** Exercise task **
Convert the records from the line with "This is a UI grounding task. Locate the lift" to the line with "xmin=64 ymin=132 xmax=320 ymax=321" into a two-column CSV with the headers instruction and box, one row per record. Put each field in double quotes and replace any line breaks with spaces.

** Materials provided **
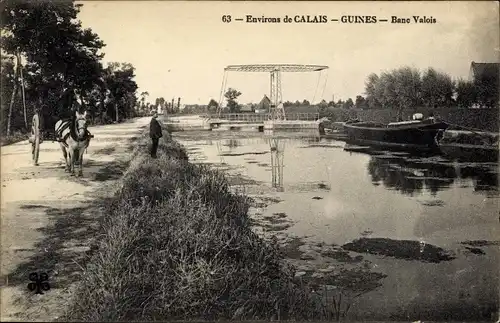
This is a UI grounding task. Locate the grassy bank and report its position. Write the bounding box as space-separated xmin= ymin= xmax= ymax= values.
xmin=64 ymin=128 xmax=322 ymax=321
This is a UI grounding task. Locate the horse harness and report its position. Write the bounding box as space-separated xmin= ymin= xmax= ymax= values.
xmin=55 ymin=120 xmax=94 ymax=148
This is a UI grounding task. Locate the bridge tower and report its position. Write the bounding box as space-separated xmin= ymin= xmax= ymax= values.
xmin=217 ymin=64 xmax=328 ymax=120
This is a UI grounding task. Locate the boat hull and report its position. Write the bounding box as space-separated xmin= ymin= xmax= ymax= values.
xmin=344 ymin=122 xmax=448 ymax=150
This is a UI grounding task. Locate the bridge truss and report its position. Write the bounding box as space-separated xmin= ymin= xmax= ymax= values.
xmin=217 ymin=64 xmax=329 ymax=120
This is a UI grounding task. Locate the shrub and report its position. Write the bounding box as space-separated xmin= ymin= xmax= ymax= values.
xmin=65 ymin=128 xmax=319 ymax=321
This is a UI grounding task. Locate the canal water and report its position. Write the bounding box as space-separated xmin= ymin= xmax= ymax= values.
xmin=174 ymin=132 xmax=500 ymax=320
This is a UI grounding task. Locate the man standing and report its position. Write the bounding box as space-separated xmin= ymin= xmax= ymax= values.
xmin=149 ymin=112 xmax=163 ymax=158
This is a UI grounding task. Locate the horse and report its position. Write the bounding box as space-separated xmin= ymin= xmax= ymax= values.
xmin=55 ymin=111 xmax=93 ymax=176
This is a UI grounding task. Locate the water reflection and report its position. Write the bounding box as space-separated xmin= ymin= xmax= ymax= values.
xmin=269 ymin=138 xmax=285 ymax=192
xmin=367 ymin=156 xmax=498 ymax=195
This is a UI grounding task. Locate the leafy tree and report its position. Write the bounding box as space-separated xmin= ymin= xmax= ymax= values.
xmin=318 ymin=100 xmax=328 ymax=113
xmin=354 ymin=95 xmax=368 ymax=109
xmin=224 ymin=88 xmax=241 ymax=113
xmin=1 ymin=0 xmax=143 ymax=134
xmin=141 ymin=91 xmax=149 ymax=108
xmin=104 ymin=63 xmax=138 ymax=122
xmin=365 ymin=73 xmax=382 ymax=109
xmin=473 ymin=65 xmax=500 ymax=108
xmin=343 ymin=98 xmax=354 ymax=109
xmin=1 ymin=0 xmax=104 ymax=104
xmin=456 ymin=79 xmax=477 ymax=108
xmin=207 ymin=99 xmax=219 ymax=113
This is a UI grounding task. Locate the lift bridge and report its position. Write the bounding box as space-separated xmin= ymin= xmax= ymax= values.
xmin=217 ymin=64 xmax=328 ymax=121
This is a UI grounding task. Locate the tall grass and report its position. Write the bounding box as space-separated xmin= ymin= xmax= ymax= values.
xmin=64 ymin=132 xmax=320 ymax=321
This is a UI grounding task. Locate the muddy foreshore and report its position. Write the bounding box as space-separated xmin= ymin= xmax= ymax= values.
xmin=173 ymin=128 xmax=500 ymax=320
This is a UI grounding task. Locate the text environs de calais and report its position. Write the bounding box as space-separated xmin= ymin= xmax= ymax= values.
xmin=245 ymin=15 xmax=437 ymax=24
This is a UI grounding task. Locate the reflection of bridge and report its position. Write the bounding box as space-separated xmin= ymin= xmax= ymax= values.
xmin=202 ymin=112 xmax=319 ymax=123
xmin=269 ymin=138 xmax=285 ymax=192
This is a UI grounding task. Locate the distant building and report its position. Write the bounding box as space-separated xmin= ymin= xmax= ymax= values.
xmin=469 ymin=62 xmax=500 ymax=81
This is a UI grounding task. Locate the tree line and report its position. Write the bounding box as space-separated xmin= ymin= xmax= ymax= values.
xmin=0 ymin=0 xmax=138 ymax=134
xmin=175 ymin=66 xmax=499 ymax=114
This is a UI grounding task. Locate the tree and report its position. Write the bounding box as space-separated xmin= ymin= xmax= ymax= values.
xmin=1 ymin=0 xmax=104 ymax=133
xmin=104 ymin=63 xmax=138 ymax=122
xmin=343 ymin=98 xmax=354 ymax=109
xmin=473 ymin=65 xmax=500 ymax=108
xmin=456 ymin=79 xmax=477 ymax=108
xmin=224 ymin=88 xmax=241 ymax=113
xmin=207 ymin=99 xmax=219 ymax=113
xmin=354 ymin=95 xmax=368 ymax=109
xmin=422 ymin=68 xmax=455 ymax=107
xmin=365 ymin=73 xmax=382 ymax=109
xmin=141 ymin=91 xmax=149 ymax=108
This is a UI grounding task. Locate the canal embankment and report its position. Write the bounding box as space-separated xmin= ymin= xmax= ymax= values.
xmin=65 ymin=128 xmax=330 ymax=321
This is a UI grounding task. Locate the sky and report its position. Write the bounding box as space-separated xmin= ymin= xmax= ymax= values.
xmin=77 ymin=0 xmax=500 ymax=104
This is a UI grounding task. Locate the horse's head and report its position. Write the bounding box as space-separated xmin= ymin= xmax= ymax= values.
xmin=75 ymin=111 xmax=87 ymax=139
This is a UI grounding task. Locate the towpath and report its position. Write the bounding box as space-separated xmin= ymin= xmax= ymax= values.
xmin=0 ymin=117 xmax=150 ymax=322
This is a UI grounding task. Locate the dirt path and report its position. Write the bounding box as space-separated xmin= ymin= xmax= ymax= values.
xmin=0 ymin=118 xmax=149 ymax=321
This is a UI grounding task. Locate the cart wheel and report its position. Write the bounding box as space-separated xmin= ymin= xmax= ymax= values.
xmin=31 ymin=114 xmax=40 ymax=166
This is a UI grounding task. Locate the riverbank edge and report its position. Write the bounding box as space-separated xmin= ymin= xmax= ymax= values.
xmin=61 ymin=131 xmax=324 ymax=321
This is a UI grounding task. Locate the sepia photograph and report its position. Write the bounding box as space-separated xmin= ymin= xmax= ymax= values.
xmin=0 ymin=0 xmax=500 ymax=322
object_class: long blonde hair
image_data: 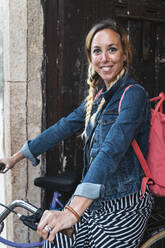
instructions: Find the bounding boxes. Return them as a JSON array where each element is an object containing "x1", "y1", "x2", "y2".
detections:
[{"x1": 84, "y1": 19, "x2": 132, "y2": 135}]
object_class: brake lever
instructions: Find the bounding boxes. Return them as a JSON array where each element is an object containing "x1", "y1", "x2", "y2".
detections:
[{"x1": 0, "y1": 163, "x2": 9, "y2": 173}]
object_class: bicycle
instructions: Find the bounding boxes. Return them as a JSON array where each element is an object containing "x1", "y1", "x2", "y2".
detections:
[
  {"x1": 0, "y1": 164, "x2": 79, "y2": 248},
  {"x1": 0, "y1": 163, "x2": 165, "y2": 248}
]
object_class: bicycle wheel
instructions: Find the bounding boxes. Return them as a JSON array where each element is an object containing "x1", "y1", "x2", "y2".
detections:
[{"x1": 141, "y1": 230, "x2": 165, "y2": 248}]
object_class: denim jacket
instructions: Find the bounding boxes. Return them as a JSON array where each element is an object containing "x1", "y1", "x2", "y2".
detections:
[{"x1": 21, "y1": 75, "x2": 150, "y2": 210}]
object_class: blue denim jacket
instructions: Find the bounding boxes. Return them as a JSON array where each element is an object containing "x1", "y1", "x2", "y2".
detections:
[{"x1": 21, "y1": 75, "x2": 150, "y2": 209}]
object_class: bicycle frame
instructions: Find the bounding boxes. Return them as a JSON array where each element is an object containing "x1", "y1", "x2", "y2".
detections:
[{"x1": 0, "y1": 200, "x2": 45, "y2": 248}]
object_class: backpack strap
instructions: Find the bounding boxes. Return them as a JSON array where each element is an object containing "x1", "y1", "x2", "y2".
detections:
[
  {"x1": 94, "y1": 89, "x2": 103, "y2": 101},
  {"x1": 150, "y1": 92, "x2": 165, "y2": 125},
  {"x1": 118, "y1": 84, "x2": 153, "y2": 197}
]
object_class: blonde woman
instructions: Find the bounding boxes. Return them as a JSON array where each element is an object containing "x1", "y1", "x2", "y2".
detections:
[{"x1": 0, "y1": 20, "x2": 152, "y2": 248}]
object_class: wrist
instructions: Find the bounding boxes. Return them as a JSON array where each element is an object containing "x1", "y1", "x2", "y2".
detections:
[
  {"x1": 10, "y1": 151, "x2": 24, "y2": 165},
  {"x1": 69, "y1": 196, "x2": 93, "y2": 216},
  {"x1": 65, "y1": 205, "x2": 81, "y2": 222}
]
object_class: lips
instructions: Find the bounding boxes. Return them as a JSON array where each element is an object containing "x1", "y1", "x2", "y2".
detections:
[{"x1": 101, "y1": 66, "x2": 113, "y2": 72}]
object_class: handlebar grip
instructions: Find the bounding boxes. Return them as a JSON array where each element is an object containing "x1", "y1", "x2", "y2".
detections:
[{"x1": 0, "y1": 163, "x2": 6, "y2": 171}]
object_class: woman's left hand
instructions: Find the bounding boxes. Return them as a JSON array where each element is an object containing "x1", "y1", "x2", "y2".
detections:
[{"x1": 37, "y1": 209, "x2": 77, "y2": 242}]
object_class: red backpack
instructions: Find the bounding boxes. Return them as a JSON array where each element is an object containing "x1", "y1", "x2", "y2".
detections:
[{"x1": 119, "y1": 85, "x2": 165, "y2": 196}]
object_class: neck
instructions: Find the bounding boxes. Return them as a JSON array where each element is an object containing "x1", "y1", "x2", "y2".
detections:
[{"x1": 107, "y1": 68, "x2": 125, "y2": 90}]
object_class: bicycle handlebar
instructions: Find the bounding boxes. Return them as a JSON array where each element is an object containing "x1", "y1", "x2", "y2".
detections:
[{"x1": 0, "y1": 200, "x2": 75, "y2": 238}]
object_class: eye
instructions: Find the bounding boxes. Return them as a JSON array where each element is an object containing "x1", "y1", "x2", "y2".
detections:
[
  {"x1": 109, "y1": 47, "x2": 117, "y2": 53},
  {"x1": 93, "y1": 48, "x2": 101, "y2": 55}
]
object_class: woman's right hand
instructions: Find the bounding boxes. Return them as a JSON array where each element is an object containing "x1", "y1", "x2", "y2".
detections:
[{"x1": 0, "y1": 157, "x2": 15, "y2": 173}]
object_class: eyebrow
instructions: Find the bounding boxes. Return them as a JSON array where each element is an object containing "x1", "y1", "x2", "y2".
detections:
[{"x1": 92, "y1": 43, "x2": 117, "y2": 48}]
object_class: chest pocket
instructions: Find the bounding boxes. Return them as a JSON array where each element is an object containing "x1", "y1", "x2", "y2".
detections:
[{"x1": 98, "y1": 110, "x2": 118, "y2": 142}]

** Completed exercise **
instruction,box
"This is a UI grounding task. Locate the lift bridge and report its position. Write the bounding box as space-separated xmin= ymin= xmax= ymax= values.","xmin=217 ymin=64 xmax=328 ymax=121"
"This is a UI grounding task. Locate the tall grass and report its position. Write the bounding box as space-separated xmin= ymin= xmax= ymax= values.","xmin=64 ymin=132 xmax=320 ymax=321"